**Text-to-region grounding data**

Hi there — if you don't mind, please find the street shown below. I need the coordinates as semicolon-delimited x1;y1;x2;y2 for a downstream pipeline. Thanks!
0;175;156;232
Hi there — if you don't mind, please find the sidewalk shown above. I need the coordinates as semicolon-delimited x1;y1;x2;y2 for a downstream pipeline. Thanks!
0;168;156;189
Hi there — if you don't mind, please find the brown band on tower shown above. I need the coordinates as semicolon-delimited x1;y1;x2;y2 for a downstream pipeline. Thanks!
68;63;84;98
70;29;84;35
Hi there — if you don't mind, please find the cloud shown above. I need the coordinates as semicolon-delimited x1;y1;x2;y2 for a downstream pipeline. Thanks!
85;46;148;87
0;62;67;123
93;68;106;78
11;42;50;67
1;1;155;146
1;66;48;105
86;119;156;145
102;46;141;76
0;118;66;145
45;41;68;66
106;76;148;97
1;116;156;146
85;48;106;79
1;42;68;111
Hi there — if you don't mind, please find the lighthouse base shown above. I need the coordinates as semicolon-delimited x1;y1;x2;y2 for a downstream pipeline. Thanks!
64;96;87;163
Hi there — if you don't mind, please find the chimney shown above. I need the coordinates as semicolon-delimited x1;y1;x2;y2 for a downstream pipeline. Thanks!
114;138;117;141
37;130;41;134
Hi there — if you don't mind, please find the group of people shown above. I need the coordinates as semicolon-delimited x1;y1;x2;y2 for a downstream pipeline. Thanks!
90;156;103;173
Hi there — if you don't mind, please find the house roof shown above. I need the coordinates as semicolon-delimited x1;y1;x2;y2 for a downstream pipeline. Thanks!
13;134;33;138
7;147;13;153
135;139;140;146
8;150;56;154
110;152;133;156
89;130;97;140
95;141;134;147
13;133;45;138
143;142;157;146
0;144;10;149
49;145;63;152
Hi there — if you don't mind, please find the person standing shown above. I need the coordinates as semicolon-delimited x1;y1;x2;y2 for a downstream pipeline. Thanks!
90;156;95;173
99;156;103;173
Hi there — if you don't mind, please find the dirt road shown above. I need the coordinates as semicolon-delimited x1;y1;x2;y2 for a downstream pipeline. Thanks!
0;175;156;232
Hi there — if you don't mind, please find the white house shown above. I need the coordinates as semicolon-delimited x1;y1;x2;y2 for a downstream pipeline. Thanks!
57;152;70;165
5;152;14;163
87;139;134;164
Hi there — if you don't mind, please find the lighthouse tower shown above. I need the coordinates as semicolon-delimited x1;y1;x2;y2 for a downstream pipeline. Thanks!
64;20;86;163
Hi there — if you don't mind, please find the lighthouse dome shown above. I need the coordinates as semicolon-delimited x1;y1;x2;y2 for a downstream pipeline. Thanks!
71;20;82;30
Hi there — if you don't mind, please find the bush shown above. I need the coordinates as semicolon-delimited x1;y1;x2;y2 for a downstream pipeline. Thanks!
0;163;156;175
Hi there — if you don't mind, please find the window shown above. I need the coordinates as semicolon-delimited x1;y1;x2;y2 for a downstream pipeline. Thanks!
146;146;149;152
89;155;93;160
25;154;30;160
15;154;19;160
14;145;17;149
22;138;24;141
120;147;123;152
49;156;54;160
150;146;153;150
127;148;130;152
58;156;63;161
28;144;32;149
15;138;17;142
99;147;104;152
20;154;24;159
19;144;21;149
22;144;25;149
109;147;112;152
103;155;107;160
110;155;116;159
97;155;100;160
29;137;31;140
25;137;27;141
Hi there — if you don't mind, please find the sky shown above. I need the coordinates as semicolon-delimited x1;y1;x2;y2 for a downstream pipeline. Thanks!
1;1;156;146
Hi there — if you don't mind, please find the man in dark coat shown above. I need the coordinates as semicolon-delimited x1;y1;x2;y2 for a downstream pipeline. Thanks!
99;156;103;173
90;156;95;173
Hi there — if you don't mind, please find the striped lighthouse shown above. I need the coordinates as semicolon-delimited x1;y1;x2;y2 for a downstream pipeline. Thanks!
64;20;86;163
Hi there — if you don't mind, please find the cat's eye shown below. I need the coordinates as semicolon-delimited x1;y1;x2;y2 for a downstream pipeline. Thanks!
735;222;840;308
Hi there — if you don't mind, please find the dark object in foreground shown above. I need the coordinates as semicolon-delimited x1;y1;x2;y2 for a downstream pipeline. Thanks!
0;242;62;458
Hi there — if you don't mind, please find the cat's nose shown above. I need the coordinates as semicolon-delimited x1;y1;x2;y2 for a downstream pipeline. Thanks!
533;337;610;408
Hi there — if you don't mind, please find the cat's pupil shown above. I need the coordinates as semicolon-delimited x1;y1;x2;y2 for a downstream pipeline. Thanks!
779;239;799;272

**Try it**
Reproduce the data above in full. Leave nothing out.

**Result of this task**
Hi there — if you don't mind, please find the street shown below. I need the coordinates as semicolon-delimited x1;y1;x2;y2 for a downstream pipeline. Thanks!
0;175;156;232
Hi there — if you don't mind, please find the sidewalk shown above. I need the coordinates as semicolon-delimited x1;y1;x2;y2 for a downstream pipeline. Thanks!
0;168;156;189
Hi there — if you don't mind, please find the brown band on tower shown above. I need the coordinates as semicolon-delimited x1;y1;x2;y2 for a downstream pipeline. Thanks!
68;63;84;98
70;29;84;35
Hi there — if you don't mind, please find the cloud shown above. I need the coordinates as semicolon-delimited x1;y1;x2;y2 for a downstream pipeline. Thanks!
85;46;148;87
0;62;67;123
93;68;106;78
11;42;50;67
1;1;155;146
1;66;48;105
86;119;156;145
102;46;141;76
0;118;66;145
45;41;68;66
106;76;148;97
1;116;156;146
85;48;106;79
1;42;68;111
Hi there — if you don't mind, please find the lighthouse base shown above. I need the coordinates as semicolon-delimited x1;y1;x2;y2 for a downstream pipeline. Thanks!
64;96;87;163
Hi there — if you don't mind, please find the chimney shown above. I need the coordinates as semicolon-delimited x1;y1;x2;y2 for a downstream pipeline. Thanks!
114;138;117;141
37;130;41;134
Hi there — if you don't mind, please find the group of people shown above. I need the coordinates as semicolon-delimited x1;y1;x2;y2 for a downstream pipeline. Thanks!
90;156;103;173
Hi there — if you don't mind, please find the house roof shown above. I need the coordinates as semicolon-delimited x1;y1;x2;y2 for a downstream pipeline. Thanks!
13;134;33;138
7;147;13;153
135;139;140;146
8;150;56;154
110;152;133;156
89;130;97;140
95;141;134;147
13;133;45;138
143;142;157;146
0;144;10;149
49;145;63;152
Hi there — if you don't mind, please find the person standing shown above. I need the coordinates as semicolon-delimited x1;y1;x2;y2 for a downstream pipeline. Thanks!
90;156;95;173
99;156;103;173
Hi there — if you don't mind, please find the dirt road shown above. I need the coordinates as semicolon-delimited x1;y1;x2;y2 for a downstream pipeline. Thanks!
0;175;156;232
Hi there — if you don't mind, please find the white house shown above. I need the coordinates as semicolon-delimited x1;y1;x2;y2 for a downstream pipeline. Thanks!
57;152;70;165
5;152;14;163
87;139;134;164
Hi there — if you don't mind, please find the lighthouse tower shown above. I need the coordinates as semicolon-delimited x1;y1;x2;y2 for a downstream pipeline. Thanks!
64;20;86;163
Hi there — if you don't mind, please find the lighthouse dome shown above. I need the coordinates as semicolon-delimited x1;y1;x2;y2 for a downstream pipeline. Thanks!
71;20;82;30
Hi there — if you don't mind, please find the bush shown above. I need the coordinates as semicolon-delimited x1;y1;x2;y2 for a downstream pipeline. Thanks!
0;163;156;175
Hi there — if you don't mind, please find the window shown above. I need the coordinates as semicolon-delimited x1;y1;x2;y2 for a downstream pipeline. Thanks!
146;146;149;152
89;155;93;160
25;154;30;160
15;154;19;160
14;145;17;149
22;138;24;141
120;147;123;152
49;156;54;160
150;146;153;150
127;148;130;152
58;156;63;161
28;144;32;149
15;138;17;142
99;147;104;152
20;154;24;159
19;144;21;149
22;144;25;149
109;147;112;152
103;155;107;160
110;155;116;159
97;155;100;160
29;137;31;140
25;137;27;141
Hi there — if you don't mind, please find the sky shown above. I need the coordinates as semicolon-delimited x1;y1;x2;y2 for a downstream pipeline. Thanks!
1;1;156;146
Hi there — if you don't mind, please find the man in dark coat shown above. I need the coordinates as semicolon-delimited x1;y1;x2;y2 for a downstream pipeline. Thanks!
99;156;103;173
90;156;95;173
Hi there — if you don't mind, please find the striped lighthouse shown above. I need the coordinates as semicolon-delimited x1;y1;x2;y2 for a downstream pipeline. Thanks!
64;20;86;163
Hi there — if you don't mind, please find the cat's eye shown below. I need the coordinates as semicolon-delimited x1;y1;x2;y2 for a downstream pipeline. Thanks!
735;222;840;308
Hi there — if you don't mind, please find the dark object in foreground shown above. I need the coordinates as semicolon-delimited x1;y1;x2;y2 for a downstream pipeline. Thanks!
0;242;62;458
Hi there — if you don't mind, please find the cat's nose shown above. I need the coordinates as semicolon-delimited x1;y1;x2;y2 for a downstream pipeline. Thanks!
533;337;610;408
Hi there — if you don't mind, please find the cat's pupil shown above. I need the coordinates as semicolon-delimited x1;y1;x2;y2 for a downstream pipeline. Thanks!
779;239;799;272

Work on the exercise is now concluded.